Provided information
━━━━━━━━
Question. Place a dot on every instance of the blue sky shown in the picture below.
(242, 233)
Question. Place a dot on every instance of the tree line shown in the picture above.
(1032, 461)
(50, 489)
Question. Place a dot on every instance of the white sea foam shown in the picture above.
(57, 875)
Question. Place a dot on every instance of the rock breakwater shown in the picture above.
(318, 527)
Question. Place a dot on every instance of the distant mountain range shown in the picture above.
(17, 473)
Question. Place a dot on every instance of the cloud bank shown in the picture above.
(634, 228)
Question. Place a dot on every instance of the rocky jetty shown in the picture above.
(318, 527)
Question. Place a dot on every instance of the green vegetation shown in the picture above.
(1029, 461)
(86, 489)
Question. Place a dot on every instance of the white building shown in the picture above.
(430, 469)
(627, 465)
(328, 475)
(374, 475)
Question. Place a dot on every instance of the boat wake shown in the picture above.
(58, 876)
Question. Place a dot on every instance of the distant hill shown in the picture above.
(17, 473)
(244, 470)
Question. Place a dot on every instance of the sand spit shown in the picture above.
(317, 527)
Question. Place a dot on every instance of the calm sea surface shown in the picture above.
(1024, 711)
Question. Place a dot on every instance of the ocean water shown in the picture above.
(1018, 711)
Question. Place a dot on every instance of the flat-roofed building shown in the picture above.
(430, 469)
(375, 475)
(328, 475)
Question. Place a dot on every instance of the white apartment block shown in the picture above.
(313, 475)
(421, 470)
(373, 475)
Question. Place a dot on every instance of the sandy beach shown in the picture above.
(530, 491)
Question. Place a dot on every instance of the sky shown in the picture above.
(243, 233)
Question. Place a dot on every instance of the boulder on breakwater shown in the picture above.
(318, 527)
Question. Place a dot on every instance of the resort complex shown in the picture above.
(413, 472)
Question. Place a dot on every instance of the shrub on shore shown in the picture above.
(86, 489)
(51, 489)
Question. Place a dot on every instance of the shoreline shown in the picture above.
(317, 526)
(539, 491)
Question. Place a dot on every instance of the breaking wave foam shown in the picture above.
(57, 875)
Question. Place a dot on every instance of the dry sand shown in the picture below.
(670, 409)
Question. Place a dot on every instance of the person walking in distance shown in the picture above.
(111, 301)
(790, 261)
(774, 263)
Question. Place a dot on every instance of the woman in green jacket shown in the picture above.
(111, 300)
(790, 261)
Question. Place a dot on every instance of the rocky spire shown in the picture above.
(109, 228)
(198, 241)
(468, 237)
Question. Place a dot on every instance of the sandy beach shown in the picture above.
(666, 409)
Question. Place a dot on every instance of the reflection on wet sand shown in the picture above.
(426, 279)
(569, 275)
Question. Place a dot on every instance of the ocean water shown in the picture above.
━━━━━━━━
Work to be completed
Please copy all of the material above word for word, keeping every line in its original order.

Output of the task
Question. Place a dot on every instance of the blue sky shown in the picture below.
(242, 233)
Question. Place a dot on every instance of the tree line shown in the picture above.
(1032, 461)
(50, 489)
Question. Place a dot on every instance of the white sea foam shown in the picture above.
(57, 875)
Question. Place a dot on every instance of the rock breakwater shown in the picture above.
(318, 527)
Question. Place a dot on every instance of the distant mountain range shown in the picture above.
(17, 473)
Question. Place a dot on every instance of the cloud bank shown in the picture above.
(634, 228)
Question. Place a dot on every instance of the rocky jetty shown in the picture above.
(318, 527)
Question. Place a dot on every instance of the green vegetation shown in the picture above.
(1029, 461)
(86, 489)
Question. Place a dot on every instance of the white building shown in the picture above.
(430, 469)
(627, 465)
(328, 475)
(374, 475)
Question. Place a dot on every instance of the boat wake shown in the picture above.
(58, 876)
Question. Place a dot on every instance of the distant hill shown in the picture above.
(17, 473)
(244, 470)
Question. Place a dot on every instance of the sand spit shown in the picture above.
(317, 527)
Question. Place a dot on every instance of the calm sea surface shown in the picture above.
(1024, 711)
Question. Place a dot on every instance of the ocean water shown in the picture above.
(1018, 711)
Question. Place a dot on every instance of the flat-roofed building shown in the picture above.
(430, 469)
(375, 475)
(328, 475)
Question. Place a dot on every instance of the white apartment block shown in the picture above.
(313, 475)
(421, 470)
(373, 475)
Question. Place a dot on every instance of the sandy beach shown in the picture above.
(530, 491)
Question. Place a dot on every instance of the sky shown in the picture above.
(243, 233)
Question. Place a dot on every instance of the boulder on breakwater shown in the picture above.
(318, 527)
Question. Place a dot on every instance of the resort complex shown in the picture above.
(413, 472)
Question. Place a dot on every instance of the shrub on shore shown in the picture above.
(86, 489)
(51, 489)
Question. Place a dot on every instance of the shoreline shown in the picture above.
(317, 526)
(539, 491)
Question. Place a dot on every instance of the breaking wave foam shown in the picture above.
(57, 875)
Question. Place a dot on every instance of the dry sand shown in the picture below.
(670, 409)
Question. Place a dot on every instance of the person walking in distance shown in the picture above.
(111, 301)
(790, 261)
(774, 263)
Question. Place a dot on every instance of the woman in green jacket shown in the picture above.
(111, 300)
(790, 261)
Question. Place a dot on every instance of the rocky spire shown in the picture above.
(109, 228)
(198, 241)
(468, 237)
Question. Place a dot on every instance of the sandy beach shown in the picture above.
(666, 409)
Question. Place a dot on every instance of the reflection on wet sand shown in the picture above.
(426, 279)
(569, 275)
Question. Place a dot on every instance of the ocean water shown in the picture above.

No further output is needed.